++++ Material provided ++++

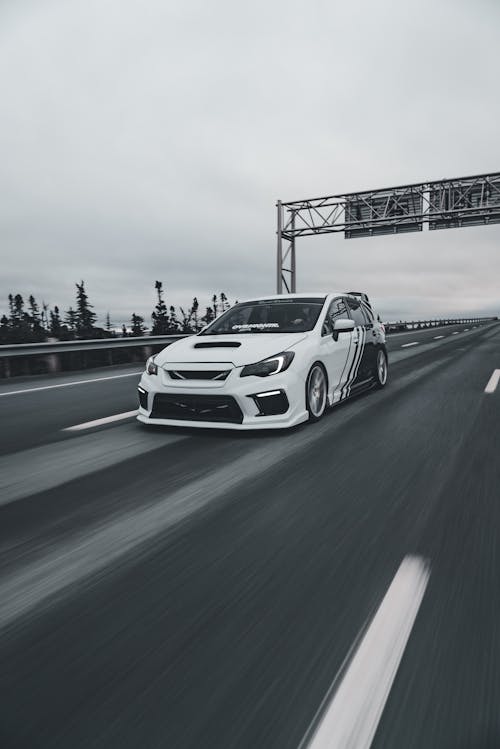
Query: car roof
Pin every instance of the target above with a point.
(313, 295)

++++
++++ Material provided ++++

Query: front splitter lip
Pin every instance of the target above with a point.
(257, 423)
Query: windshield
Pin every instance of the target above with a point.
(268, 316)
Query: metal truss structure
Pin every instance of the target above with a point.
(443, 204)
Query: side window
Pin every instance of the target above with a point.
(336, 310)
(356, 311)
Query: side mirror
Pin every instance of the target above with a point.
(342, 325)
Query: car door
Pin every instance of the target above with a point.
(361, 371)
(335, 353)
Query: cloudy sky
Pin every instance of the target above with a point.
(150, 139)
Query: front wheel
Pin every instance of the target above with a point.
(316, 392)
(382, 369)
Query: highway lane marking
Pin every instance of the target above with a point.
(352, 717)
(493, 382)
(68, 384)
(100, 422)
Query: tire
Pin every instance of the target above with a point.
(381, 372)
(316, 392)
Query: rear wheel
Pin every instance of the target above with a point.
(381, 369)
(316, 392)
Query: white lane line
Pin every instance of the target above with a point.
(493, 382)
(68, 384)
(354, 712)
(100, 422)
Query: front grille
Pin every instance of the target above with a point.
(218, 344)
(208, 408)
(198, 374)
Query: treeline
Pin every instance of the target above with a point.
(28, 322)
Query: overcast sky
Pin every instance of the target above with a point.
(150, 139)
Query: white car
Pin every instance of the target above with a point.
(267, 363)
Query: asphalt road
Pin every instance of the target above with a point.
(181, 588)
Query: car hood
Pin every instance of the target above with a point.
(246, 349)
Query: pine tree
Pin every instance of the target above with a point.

++++
++++ Material provided ++++

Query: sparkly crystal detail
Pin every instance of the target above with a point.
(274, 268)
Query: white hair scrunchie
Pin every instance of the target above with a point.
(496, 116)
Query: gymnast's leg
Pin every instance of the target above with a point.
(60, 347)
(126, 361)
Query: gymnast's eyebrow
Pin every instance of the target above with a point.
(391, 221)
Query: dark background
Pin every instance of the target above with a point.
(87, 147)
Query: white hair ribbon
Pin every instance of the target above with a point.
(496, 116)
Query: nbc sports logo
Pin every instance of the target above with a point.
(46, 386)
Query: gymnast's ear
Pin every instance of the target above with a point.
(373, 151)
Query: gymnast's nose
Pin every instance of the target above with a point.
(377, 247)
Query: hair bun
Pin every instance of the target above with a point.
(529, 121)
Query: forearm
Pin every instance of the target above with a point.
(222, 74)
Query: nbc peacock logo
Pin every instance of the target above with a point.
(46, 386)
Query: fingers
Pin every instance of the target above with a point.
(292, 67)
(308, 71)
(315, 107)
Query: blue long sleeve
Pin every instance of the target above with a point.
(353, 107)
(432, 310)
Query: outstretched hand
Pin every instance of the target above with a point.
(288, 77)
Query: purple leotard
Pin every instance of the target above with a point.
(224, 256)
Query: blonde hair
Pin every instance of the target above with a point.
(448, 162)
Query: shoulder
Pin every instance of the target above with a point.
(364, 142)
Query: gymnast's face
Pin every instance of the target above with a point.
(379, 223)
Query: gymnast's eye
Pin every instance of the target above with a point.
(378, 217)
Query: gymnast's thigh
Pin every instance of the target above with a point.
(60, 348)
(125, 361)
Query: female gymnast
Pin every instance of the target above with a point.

++++

### About this exercise
Pull out all lines containing the word "white" from the entries above.

### Solved problem
Query: white lane line
Query: white car
Query: white hair scrunchie
Query: white hair ribbon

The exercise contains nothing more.